[WHAT TO DO]:
Pick out and copy every line in the rows below that contains the string "jacket", treating uppercase and lowercase as different.

(Labeled-object pointing rows)
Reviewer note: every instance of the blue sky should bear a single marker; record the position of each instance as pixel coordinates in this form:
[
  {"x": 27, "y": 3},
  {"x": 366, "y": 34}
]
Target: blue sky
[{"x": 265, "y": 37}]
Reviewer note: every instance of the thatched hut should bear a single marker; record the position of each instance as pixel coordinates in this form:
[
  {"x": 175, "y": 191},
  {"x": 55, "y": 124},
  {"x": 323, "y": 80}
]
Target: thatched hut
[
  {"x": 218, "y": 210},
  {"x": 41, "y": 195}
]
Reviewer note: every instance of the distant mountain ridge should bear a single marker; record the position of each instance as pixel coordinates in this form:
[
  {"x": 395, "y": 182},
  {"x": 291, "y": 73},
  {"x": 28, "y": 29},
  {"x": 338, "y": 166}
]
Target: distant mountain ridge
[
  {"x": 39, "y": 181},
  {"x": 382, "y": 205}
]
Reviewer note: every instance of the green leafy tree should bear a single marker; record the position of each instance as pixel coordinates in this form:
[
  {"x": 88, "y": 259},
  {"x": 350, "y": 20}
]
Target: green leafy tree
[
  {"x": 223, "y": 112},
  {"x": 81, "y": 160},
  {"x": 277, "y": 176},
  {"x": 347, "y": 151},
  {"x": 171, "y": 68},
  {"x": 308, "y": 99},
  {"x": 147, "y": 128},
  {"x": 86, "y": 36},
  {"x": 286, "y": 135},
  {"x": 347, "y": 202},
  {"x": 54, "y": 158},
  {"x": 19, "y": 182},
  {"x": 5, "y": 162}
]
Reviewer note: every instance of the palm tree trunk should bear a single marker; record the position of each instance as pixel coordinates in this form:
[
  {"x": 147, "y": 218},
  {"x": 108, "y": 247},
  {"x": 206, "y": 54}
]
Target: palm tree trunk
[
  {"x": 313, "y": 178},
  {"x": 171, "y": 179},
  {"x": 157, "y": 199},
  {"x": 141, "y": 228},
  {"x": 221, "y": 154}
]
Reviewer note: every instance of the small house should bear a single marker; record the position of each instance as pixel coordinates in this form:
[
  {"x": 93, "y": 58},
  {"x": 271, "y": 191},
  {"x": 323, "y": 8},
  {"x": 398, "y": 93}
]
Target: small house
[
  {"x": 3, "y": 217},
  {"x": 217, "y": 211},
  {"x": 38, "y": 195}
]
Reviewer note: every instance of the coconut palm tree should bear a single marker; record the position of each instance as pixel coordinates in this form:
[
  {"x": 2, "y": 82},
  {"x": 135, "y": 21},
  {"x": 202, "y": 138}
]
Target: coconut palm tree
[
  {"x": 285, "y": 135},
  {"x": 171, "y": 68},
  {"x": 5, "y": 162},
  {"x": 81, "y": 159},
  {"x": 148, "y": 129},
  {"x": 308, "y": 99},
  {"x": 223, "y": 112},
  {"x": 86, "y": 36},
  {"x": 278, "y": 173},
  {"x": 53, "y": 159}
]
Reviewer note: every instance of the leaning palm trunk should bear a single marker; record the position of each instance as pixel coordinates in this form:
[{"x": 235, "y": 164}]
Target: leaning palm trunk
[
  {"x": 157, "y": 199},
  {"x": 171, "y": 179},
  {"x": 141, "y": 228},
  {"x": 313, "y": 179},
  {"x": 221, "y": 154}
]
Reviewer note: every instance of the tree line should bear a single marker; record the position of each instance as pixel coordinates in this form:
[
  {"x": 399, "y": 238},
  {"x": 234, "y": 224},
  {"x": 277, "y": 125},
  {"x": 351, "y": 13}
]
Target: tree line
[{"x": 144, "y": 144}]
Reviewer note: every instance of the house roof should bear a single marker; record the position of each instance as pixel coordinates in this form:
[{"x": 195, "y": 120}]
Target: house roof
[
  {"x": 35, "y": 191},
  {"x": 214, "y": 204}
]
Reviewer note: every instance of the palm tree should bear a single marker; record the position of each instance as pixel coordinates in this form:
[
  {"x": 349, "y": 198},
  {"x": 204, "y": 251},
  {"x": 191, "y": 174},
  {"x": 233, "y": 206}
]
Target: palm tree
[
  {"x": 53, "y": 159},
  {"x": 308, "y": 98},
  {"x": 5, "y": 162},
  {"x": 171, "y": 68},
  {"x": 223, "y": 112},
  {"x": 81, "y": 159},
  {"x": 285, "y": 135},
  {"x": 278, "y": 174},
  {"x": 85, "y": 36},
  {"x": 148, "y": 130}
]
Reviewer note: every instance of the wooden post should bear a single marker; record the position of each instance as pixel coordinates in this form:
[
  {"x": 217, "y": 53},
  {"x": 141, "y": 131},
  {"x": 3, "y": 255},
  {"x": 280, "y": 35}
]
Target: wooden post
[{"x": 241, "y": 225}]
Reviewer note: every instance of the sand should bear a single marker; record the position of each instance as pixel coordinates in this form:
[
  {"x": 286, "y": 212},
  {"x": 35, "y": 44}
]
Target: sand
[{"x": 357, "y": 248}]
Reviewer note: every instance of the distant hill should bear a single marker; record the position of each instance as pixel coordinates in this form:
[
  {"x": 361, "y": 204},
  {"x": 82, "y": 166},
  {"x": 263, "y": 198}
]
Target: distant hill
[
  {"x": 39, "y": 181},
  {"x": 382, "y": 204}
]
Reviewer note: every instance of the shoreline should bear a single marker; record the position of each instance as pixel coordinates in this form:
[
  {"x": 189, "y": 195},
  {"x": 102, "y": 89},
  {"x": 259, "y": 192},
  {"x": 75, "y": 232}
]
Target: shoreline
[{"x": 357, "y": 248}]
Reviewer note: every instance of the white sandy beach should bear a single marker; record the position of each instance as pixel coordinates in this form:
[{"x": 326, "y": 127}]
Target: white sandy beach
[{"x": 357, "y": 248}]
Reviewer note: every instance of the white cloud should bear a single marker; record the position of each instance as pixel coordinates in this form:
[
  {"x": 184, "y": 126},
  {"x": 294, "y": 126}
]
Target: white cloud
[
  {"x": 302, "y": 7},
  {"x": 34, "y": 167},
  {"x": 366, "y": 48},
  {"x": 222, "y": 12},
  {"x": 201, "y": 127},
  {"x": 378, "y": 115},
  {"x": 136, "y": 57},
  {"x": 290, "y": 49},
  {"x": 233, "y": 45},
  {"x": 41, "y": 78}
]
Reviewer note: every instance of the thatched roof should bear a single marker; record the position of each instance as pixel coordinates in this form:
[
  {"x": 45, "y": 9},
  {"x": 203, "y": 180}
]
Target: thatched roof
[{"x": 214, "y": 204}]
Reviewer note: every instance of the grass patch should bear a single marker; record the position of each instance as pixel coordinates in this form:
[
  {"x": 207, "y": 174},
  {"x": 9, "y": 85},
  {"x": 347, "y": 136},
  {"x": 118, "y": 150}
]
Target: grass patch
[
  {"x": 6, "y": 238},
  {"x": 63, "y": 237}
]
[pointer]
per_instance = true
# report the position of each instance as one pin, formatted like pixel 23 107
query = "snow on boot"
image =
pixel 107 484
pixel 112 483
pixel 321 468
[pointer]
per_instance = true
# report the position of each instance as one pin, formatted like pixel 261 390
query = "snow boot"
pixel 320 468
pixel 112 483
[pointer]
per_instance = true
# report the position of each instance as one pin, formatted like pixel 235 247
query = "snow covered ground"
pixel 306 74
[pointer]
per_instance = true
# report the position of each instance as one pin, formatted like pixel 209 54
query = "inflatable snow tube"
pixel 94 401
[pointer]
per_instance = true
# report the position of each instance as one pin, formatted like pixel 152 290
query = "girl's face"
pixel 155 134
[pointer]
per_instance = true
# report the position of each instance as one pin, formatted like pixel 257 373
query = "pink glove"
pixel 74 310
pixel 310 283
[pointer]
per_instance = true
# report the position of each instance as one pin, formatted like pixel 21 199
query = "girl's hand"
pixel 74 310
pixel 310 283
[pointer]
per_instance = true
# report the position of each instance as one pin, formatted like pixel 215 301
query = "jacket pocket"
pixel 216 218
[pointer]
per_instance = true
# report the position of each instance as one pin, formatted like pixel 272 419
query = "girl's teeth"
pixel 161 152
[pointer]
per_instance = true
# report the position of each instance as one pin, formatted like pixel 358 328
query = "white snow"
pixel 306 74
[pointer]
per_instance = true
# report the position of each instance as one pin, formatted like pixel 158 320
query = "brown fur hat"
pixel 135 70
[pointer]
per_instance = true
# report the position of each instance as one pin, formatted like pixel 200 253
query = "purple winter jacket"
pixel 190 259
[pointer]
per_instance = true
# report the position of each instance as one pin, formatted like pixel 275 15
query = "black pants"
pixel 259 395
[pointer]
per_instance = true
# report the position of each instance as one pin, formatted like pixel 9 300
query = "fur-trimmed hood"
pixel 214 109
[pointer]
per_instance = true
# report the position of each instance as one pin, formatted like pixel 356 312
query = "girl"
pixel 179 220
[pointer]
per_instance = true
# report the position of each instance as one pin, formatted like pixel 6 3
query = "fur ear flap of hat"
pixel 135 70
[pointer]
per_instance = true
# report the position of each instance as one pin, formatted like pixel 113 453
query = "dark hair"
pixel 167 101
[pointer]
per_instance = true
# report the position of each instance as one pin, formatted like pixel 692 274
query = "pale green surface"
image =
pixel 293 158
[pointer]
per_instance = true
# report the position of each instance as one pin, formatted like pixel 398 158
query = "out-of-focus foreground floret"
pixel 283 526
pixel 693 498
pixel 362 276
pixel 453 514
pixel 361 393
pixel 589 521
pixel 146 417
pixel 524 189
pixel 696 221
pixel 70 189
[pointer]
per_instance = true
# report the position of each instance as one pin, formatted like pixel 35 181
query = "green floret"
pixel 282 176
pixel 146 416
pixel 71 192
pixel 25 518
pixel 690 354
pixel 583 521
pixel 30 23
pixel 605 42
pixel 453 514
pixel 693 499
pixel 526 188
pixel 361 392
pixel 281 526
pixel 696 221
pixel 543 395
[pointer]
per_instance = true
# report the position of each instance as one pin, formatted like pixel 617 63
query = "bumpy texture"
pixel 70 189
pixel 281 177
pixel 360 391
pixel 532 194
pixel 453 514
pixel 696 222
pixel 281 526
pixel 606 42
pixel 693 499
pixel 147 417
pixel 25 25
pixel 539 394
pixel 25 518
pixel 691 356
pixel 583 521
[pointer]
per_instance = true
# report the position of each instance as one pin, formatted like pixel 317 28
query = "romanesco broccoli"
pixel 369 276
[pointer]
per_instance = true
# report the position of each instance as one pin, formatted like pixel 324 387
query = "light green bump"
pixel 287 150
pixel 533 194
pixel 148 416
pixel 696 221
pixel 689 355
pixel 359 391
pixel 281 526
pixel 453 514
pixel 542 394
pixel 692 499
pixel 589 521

[THE ANSWER]:
query = "jacket pocket"
query = "purple winter jacket"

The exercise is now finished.